SOURCE TEXT

A Childhood Friend Passes

I said a final goodbye to a longtime friend recently. He was intensely private and not at all a fan of social media so I won’t name him here. I do feel the need to write about him, so I hope I am in-bounds handling this in the abstract.

We actually lost him during Covid, but the logistics of his memorial had to wait for travel arrangements. He wasn’t a Covid victim, perhaps just the timing. He had other medical issues that lasted all his life. I have known this person since we were 11 years old, which I believe makes him the longest-standing friend I have maintained. I didn’t do a great job of maintaining that friendship, but luckily I did visit with him right before Covid. He gave me a reasonably rebellious book right in line with his lifelong wit and irritation with the unreasonable. I gave him a copy of my last book. We never got to discuss either.

The medical condition that haunted him dates back to our earliest conversations. He never wanted anyone to feel sorry for him, but if you were in his circle, he wasn’t afraid to talk about it. It was a neuromuscular disease and although his entire life would be linked by operations and treatments, he refused to let his life be defined by it. It was existential. He understood existential.

Several years ago I wrote a tribute to Jerry Lewis when he died. I had been involved as a supporter and volunteer of the Muscular Dystrophy Association since childhood and strangely always felt a connection to Jerry. I remember discussing this with my friend in childhood. He had a mixed reaction to MDA. He appreciated all the donations that Jerry inspired to invest in research, but he was troubled by all the photoshoots and poster children. This friend was sufficiently progressive but never woke. When I wrote my piece on Jerry he wrote to me after a very long stretch of absence, almost out of the blue, a brief email to me that began:

“So I don’t get a mention in the Jerry Lewis post? I cried when he died. Loved him as a funny man.”

(Natural-language descriptions of regions)
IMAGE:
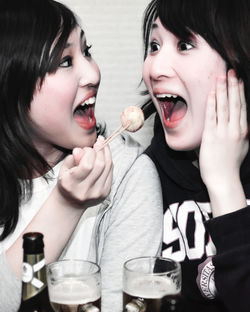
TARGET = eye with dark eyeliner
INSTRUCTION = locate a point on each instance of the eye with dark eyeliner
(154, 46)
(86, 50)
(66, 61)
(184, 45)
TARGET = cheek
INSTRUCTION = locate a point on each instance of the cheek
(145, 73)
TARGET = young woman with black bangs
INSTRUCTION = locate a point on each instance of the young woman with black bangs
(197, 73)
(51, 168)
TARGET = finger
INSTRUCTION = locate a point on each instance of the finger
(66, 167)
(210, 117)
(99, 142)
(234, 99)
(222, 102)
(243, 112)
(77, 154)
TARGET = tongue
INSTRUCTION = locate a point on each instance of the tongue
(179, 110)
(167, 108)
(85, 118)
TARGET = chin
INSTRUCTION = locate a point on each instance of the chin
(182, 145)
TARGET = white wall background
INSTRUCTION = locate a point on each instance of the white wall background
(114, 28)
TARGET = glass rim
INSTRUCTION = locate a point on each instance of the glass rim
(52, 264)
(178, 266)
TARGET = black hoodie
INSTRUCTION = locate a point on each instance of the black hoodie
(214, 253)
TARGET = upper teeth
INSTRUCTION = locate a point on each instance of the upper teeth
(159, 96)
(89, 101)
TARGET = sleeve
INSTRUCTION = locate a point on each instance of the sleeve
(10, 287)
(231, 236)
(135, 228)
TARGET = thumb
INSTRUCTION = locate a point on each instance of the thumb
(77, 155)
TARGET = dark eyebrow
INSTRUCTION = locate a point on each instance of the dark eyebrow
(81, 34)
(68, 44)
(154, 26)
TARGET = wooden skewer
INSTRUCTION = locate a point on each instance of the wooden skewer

PROBLEMS TO WORK ON
1: According to the post, how old were the writer and the friend when they first came to know each other?
2: Write out everything in the post from "We actually lost" down to "to discuss either.", swapping "book" for "novel".
Answer using only the post, with no outside knowledge.

RESPONSES TO THE TASKS
1: They were both 11 years old.

2:
We actually lost him during Covid, but the logistics of his memorial had to wait for travel arrangements. He wasn’t a Covid victim, perhaps just the timing. He had other medical issues that lasted all his life. I have known this person since we were 11 years old, which I believe makes him the longest-standing friend I have maintained. I didn’t do a great job of maintaining that friendship, but luckily I did visit with him right before Covid. He gave me a reasonably rebellious novel right in line with his lifelong wit and irritation with the unreasonable. I gave him a copy of my last novel. We never got to discuss either.